WHAT YOU WILL DO: Every picture is to be removed, and all the data is to be copied exactly.

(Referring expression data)
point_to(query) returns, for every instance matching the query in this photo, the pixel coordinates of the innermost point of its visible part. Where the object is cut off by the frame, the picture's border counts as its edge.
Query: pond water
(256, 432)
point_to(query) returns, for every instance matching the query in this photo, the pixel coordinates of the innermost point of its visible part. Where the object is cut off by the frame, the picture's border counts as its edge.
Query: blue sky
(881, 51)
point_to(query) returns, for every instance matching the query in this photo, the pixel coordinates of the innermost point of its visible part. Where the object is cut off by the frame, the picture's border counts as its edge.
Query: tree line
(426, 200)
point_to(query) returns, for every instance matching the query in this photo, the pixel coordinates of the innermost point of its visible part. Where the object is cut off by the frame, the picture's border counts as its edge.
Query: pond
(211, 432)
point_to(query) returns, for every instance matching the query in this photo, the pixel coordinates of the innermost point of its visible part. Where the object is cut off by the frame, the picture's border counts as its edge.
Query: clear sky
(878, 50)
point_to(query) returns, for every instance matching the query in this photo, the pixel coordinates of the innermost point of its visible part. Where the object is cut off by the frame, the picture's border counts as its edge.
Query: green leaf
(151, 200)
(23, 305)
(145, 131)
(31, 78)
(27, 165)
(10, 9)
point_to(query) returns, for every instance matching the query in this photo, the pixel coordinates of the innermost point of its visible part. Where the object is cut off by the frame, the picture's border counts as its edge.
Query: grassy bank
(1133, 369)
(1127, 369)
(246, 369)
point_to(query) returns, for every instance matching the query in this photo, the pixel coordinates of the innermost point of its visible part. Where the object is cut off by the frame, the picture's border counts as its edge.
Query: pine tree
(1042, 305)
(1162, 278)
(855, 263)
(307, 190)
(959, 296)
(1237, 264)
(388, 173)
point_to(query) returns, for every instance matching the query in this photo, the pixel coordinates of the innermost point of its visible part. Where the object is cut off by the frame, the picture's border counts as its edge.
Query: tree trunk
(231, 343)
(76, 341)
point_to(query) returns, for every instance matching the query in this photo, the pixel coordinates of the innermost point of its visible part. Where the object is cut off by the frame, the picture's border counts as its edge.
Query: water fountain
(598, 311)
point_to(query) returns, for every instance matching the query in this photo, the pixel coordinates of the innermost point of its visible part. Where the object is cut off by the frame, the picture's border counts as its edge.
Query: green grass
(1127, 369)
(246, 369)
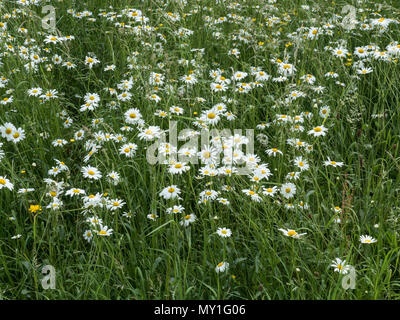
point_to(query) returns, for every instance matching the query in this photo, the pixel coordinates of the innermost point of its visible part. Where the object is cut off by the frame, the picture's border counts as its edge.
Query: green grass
(161, 259)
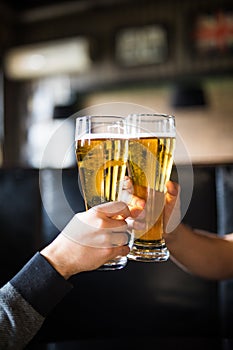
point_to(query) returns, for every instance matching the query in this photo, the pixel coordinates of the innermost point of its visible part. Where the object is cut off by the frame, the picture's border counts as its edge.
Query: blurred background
(58, 57)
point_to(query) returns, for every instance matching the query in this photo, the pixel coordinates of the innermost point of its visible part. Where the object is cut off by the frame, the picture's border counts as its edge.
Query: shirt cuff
(40, 284)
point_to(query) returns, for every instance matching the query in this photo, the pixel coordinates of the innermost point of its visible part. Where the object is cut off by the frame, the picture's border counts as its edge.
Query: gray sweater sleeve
(27, 299)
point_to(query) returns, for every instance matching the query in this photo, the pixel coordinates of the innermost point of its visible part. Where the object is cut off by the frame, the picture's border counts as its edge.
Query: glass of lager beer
(151, 148)
(102, 154)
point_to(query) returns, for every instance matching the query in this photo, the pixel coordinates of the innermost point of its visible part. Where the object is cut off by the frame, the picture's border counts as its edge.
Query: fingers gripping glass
(102, 154)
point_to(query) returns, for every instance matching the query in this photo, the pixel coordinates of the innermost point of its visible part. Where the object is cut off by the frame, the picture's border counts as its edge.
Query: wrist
(55, 259)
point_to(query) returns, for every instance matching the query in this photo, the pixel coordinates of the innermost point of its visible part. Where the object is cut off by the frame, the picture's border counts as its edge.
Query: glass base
(149, 252)
(115, 264)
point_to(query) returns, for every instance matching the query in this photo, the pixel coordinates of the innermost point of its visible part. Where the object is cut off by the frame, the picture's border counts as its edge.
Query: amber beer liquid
(102, 166)
(150, 164)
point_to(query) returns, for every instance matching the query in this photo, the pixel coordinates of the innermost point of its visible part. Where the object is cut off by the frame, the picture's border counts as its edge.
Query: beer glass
(102, 153)
(151, 148)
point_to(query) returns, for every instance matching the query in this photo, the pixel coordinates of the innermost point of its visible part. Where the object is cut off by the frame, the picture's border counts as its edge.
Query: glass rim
(100, 116)
(163, 115)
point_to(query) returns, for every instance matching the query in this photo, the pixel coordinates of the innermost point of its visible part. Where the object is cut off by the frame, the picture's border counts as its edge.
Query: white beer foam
(124, 136)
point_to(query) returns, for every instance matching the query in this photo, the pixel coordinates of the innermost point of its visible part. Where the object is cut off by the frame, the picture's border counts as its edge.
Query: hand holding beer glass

ANSWER AREA:
point_to(query) returns, for every instance matching the query in this photo, the pixel coordinates of the innermost point of its visible part. Where the object is cut off by the frame, the picture's border counts as its edge.
Query: pond water
(256, 432)
point_to(query) returns, for every instance matching the query in this photo, the pixel coordinates of the innermost point of its visible part. Where the object is cut off by the frame, the picture's border counts as its edge.
Query: blue sky
(881, 51)
point_to(query) returns, for every instance matching the query in this photo, the pixel coordinates of the innermost point of its visible part. Where the object is cut off by the frame, the picture's border counts as its edge.
Query: tree line
(426, 200)
point_to(query) returns, for every instance matching the query in this photo, the pixel coordinates of the innermost point of its visible part. Where the object is cut off by the frame, the picture's border counts as its edge.
Query: pond
(211, 432)
point_to(query) returns, for every instance matching the query in this photo, the pixel coordinates of the innermost point of its visible part. Where the object is cut off by the frame, the picture's border counts as its edge.
Query: clear sky
(878, 50)
point_to(query) returns, for every instance matching the query in this photo, the pixel coordinates of the innermost point of its visible part. Where the object is cut off by the frame, the picture's border counts as its edge.
Query: green leaf
(151, 200)
(23, 305)
(145, 131)
(31, 78)
(27, 165)
(10, 9)
point_to(query) returns, for every instance matching the query in this photo, the pixel coordinates of the innermost point of its visible part. Where the object is cut off by the frame, the picture's border counts as its edge.
Query: grassy bank
(1133, 369)
(1127, 369)
(246, 369)
point_to(query) returns, for every instance matching the query in this photo, the pixel coordinates of the innermost point of its visible part. Where the object is cut off by the frame, the picture's border counts as its edge.
Query: pine tree
(1042, 305)
(1162, 278)
(855, 263)
(307, 190)
(959, 296)
(1237, 264)
(388, 173)
point_to(query) returns, for every instance matching the query in this photo, the pixel coordinates of the innermost point of its visible part. Where the object is cut off by the frame, the picture's border counts as its edge.
Query: tree trunk
(231, 343)
(76, 341)
point_to(query) returns, for every instance matching the query in this photo, the pixel coordinates of the innermost point of its visible part. Where the object is cut off by the frame, the picture's border counts as its edge.
Query: water fountain
(598, 311)
point_to(query) returns, for every instance matching the query in this photo, the pixel coordinates of the innermost point of its visible part. Where the object is cut off by the frame, the picture's border counts as its edge.
Query: green grass
(1127, 369)
(246, 369)
point_to(query) returns, for every instance matching the query in this photo, the pixel coordinates of the innermost point of its visible part. Where the object is cut off by the frame, the picture's border counts as its edge.
Query: green grass
(161, 259)
point_to(query) returns, for every instance matching the query in this photo, the pixel coordinates of the innermost point of its visible part. Where the object is cut off by the frame, the picture's border counts as its edge.
Query: blurred background
(58, 57)
point_to(query) returns, for every instance matching the query in this photo, the pixel coordinates of the innermost point of its visible part. Where the object is cut off by the frame, the picture's border counts as its edge.
Query: shirt cuff
(40, 284)
point_to(query) returns, for every instance matching the query in this photo, the pixel coordinates of the innermost point of its visible part. Where the object is cut off by the frame, the picture's border counts as its edge.
Query: gray sweater sleeve
(27, 299)
point_to(query) returns, for every instance matching the query in this photo, the pixel coordinates of the innermost point of its visible part. Where the object is cut off by the frame, the picture's border counts as its edge.
Query: glass of lager beer
(151, 148)
(102, 154)
point_to(query) returns, for every instance matching the query in this photo, the pixel coordinates of the innermost point of its visible part. Where the object is cut off by the frame, the picture's border counts as its edge.
Query: fingers gripping glass
(102, 154)
point_to(query) returns, for every instance matching the query in this photo, the pixel coordinates of the innermost point of its visible part. Where the object is cut off by the frame, the picture's border counts as its edge.
Query: wrist
(55, 259)
point_to(query) returns, for every instance matching the query in this photo, the pixel coordinates of the innermost point of its visible part. Where the object is cut off by the frame, the picture's border counts as its edge.
Query: glass base
(149, 252)
(115, 264)
point_to(query) returns, for every instance matching the query in this photo, the pixel coordinates of the innermost point of its visible part. Where the object is cut off by the frame, the picture's border counts as its edge.
Query: amber beer liquid
(102, 166)
(150, 164)
point_to(query) returns, for every instance matching the query in this photo, the pixel coordinates of the innermost point of its visible part. Where the object is cut off by the frame, the picture's border counts as its edge.
Query: beer glass
(102, 153)
(151, 148)
point_to(query) returns, for every instance matching the query in this photo, the pixel coordinates of the innermost point of its visible part. Where the object is cut off by the frame, the picture's border counts as its edge.
Query: glass rim
(100, 116)
(163, 115)
point_to(query) returns, for every instance matching the query in this photo, the pixel coordinates of the innermost point of its visible part. Where the object is cut off by the frame, the picture's border counts as its edge.
Query: white beer foam
(124, 136)
point_to(query) returns, for every instance matching the query in this photo, the pixel coordinates of the innermost point of its visible part. Where the object is cut off by the frame, the picture's border counts as its edge.
Query: hand holding beer glass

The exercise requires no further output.